→ **Tasks for this exercise**:
(1) In the early 1960s memoir, where did the father work, and what was his job?
(2) Rewrite the entries from the line containing "Where can the shrub" down to the end of the entries, replacing "Pick out" with "Mark" and changing nothing else. Leave the pictures out of your answer.

→ **Selected text**:
(begin)

Wednesday, November 22, 2017

Brain Dump: Early 1960s

In 1962, my family lived in Chula Vista, a suburb of San Diego nestled against the Mexican border.  (The last time I visited, I noticed the Jack-in-the-Box ordering box for drivethru had the Spanish in larger letters than the English.)  We lived in an apartment on Woodlawn Avenue, apparently 544, according to online maps and my reconstruction from memory, immediately north of the elementary school (maybe junior high) my sister Marilyn attended, which is now Mueller Charter School.  Not immediately adjacent, but very close was the I-5 freeway.  I have a vivid memory of helping my mother and Marilyn put up some silly poster covered in matchbooks as part of her pursuit of some student body government post.  (Was she matchless?  I do not remember.)  It was cold.

Travel was fairly rare for us.  We were definitely not well off.  Complicating the matter was that my father was sought by the FBI, and so he generally worked away from home.  The FBI would sometimes enter without warrant or probable cause to search for my father and threaten my mother that her kids would be taken away.  Finding my father on these accidental "interstate flight to avoid prosecution" charges could not have been a high priority task, because we drove to San Pedro almost every weekend to visit him.

My father worked at Todd Shipyards as a welder repairing ships.  He rented what in retrospect was a very odd house on top of a hill which seems may still exist on an unaccountably unbuilt hill.  It wasn't very big and it was ancient, even in 1962, but big enough for him to live in while working graveyard and swing shift, repairing I believe both commercial and Navy ships.  There were spectacular views from front and back of the house and lots of black widow spiders that caused my mother to put the fear of God into me.

We started driving north when my mother got off work.  I have no strong memories of the car except one bad one.  I have this odd impression that we arrived at my father's place in the wee hours of the morning.  Roads were slow at the time; the Interstates were far from complete, and state highways were often stop-and-go through every little town.  I do know that when we arrived, the smell from the kitchen was overwhelming.  My father always had a pot roast ready with onions, carrots, and potatoes.  Even at 5, this was an overwhelmingly good smell and flavor experience!

Cars, even new cars, which we never had, had no seatbelts.  I can remember standing up in the middle of the bench seat next to my mother.  It was quite common to make "car beds," collections of blankets that provide something that would help kids fall asleep.  Perhaps they provided some padding for minor crashes.

(end)

[Extracted records]

(begin)

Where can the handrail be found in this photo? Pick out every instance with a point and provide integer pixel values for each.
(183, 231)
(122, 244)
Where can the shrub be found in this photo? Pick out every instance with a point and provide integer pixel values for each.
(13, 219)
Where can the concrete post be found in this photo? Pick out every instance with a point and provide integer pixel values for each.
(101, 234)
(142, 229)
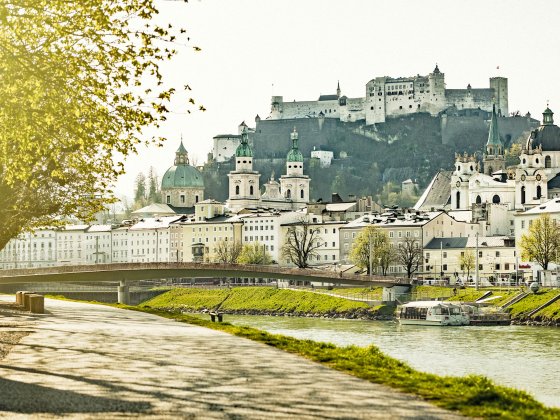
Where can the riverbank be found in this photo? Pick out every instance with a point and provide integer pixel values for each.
(339, 304)
(267, 301)
(472, 395)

(end)

→ **Per-task outputs**:
(1) He worked at Todd Shipyards as a welder repairing ships.

(2)
Where can the shrub be found in this photo? Mark every instance with a point and provide integer pixel values for each.
(13, 219)
Where can the concrete post be found in this photo? Mark every instance with a point and provide integer pixel values for each.
(101, 234)
(142, 229)
Where can the riverbank be found in this photo? Mark every instance with a point and provide integer pixel values for each.
(339, 304)
(267, 301)
(472, 395)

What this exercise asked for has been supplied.